*Document excerpt:*
────────────────────────────────────────

As far as I am aware, the Bible does not specifically discuss why those three were chosen in this way by Jesus. However, just before the Transfiguration, Peter (or Simon bar-Jonah, as he was still known at that time) had confessed (Matthew 16:16) his belief in Jesus as the Messiah and the Son of God, which the other apostles did not seem as certain or clear about.

This caused Jesus to call Peter blessed, because Jesus said that this knowledge had not been revealed to Peter by human means, but by God the Father, and that it was upon this "rock" (which was why Jesus bestowed the name Peter (from the Greek word for rock (petros) on Simon) that Jesus said He would build His church.

And, although Peter still subsequently showed himself capable of weakness (despite his self-proclaimed boldness (Matthew 26:35; Mark 14:31)) by denying Jesus (as Jesus had told him he would, and not just once, but three times), Peter nevertheless emerged as the most prominent and vocal of the apostles in evangelizing the people (Acts 2) following Jesus' ascension.

As brothers, James and John were close to each other, and also to Jesus. Jesus gave them the nickname "Sons of Thunder" (or "Boanerges" in Greek), for they were both apparently of a brash, impetuous nature, such as on the occasion when they asked Jesus if He wanted them to call down fire from heaven to destroy a Samaritan town that had refused to receive Him because He was traveling to Jerusalem (Luke 9:51-56).

They showed this same trait when they (along with their mother) came to Jesus asking that He would grant them the favored seats at His right and left sides in His kingdom, and quickly asserted that they were able to endure the same cup and baptism of suffering that Jesus was to experience.

And yet, they both undoubtedly loved Jesus, to such a degree that James would be the first apostle martyred for his faith (Acts 12:2), and that John was the one to whom Jesus (as He was dying on the cross) entrusted the care His own mother, and who was kept alive (as the only apostle not martyred) to witness a vision of the events of the end times, as foretold in the book of Revelation). 

I believe that it was Jesus' knowledge of the faith and love of these three individuals, as well as His foreknowledge of the coming events in which they would be involved, and the roles that they would play in the early church, that led Him to select them to witness the prominent events at which only they were present.

────────────────────────────────────────

Position identification records:

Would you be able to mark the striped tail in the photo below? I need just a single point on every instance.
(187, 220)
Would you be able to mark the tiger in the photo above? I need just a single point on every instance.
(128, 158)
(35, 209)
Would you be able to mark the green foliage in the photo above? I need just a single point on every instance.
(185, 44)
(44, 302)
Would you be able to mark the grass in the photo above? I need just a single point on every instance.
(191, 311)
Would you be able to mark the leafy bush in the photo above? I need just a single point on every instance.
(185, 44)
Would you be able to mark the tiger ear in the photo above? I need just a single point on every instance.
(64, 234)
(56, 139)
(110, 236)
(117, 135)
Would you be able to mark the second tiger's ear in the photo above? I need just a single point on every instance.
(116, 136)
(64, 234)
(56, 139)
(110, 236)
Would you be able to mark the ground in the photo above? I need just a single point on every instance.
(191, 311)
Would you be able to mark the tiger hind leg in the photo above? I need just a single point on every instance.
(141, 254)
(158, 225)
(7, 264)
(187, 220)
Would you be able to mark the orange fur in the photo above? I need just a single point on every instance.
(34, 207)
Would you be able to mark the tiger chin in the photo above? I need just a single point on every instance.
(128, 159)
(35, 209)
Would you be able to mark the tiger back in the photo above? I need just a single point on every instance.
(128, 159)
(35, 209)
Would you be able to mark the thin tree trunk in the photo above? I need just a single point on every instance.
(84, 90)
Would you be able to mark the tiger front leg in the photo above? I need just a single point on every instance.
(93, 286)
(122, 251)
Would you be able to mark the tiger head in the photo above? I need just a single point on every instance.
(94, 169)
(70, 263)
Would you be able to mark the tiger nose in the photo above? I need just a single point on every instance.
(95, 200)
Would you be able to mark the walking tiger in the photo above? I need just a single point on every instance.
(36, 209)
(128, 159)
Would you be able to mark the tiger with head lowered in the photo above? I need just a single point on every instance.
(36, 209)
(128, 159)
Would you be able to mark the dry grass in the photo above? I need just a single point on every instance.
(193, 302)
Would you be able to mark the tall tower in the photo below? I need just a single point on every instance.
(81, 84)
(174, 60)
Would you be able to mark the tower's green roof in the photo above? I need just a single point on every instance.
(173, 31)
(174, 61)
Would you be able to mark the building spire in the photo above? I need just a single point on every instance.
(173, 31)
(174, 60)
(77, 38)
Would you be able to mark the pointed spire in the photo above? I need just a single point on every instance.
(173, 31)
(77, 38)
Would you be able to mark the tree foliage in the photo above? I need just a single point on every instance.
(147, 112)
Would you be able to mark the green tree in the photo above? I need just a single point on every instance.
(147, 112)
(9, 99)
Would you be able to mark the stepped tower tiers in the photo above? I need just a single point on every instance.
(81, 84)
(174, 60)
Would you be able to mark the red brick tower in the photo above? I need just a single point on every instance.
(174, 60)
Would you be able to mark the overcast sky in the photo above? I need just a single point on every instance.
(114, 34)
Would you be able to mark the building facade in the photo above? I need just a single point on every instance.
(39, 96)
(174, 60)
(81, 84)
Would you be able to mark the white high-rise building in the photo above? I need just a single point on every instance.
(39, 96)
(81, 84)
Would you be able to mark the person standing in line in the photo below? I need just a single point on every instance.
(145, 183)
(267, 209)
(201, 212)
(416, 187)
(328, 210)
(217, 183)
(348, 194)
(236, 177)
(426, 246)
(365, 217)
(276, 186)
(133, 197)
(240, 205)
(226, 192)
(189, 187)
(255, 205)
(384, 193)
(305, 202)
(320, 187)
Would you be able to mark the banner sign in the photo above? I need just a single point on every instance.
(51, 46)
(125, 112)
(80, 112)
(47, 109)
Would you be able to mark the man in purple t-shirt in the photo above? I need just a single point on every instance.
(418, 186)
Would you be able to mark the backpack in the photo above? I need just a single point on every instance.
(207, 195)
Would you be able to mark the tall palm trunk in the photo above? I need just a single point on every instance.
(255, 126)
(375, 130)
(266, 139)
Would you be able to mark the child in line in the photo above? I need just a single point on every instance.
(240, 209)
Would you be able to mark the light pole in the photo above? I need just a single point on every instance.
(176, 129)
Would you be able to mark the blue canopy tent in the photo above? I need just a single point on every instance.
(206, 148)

────────────────────────────────────────

*Required tasks:*
a) In the passage on the three apostles, what nickname did Jesus give James and John?
b) From the passage on the three apostles, write out the part that opens with the words containing "This caused Jesus" and closes with "following Jesus' ascension.".

*Problem solutions:*
a) "Sons of Thunder," or "Boanerges" in Greek.

b)
This caused Jesus to call Peter blessed, because Jesus said that this knowledge had not been revealed to Peter by human means, but by God the Father, and that it was upon this "rock" (which was why Jesus bestowed the name Peter (from the Greek word for rock (petros) on Simon) that Jesus said He would build His church.

And, although Peter still subsequently showed himself capable of weakness (despite his self-proclaimed boldness (Matthew 26:35; Mark 14:31)) by denying Jesus (as Jesus had told him he would, and not just once, but three times), Peter nevertheless emerged as the most prominent and vocal of the apostles in evangelizing the people (Acts 2) following Jesus' ascension.